EXERCISE DIRECTIONS -
Repeat precisely the span of lines below that opens with the line containing "Where can the pink petal" and closes with the line containing "Where can the cluster", both included.

RECORDS PROVIDED -

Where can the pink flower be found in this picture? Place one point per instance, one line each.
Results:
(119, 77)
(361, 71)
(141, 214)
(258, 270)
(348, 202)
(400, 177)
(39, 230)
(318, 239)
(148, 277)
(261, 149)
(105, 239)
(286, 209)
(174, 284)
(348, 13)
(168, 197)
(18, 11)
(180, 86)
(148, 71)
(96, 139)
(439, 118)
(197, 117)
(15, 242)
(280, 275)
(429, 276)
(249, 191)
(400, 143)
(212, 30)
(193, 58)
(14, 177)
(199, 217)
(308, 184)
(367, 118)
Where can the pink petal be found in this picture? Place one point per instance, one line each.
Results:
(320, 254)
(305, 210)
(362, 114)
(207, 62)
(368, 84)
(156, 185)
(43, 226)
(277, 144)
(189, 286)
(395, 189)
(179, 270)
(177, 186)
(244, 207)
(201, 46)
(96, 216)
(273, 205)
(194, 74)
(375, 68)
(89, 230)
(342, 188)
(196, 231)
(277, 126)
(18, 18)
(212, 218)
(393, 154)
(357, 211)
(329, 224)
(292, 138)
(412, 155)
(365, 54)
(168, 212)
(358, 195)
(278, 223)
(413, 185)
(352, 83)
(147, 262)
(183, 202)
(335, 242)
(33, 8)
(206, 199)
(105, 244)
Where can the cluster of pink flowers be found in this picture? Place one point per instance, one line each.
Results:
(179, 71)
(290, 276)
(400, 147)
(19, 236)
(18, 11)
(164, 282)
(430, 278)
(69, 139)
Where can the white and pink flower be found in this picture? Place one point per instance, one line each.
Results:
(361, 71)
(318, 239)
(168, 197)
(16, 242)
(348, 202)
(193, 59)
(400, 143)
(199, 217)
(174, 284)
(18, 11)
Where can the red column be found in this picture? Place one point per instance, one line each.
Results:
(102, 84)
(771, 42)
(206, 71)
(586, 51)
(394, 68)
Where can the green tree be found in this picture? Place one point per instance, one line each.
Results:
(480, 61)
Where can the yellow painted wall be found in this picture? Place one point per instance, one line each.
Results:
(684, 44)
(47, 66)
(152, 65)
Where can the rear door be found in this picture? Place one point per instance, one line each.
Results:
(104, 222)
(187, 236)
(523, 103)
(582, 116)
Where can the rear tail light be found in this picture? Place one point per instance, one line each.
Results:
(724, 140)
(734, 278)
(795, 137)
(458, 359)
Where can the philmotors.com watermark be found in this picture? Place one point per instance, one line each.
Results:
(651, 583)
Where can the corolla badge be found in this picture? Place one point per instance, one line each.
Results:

COMPLETED EXERCISE -
Where can the pink petal be found in this picture? Place one point per instance, one line each.
Results:
(320, 254)
(305, 210)
(362, 114)
(207, 62)
(368, 84)
(156, 185)
(43, 226)
(277, 144)
(189, 286)
(395, 189)
(179, 270)
(177, 186)
(244, 207)
(201, 46)
(96, 216)
(273, 205)
(194, 74)
(375, 68)
(89, 230)
(342, 188)
(196, 231)
(277, 126)
(18, 18)
(212, 218)
(393, 154)
(357, 211)
(329, 224)
(292, 138)
(412, 155)
(365, 54)
(168, 212)
(358, 195)
(278, 223)
(413, 185)
(352, 83)
(147, 262)
(183, 202)
(335, 242)
(33, 8)
(206, 199)
(105, 244)
Where can the cluster of pink flowers be found in this picture? Place one point per instance, one line each.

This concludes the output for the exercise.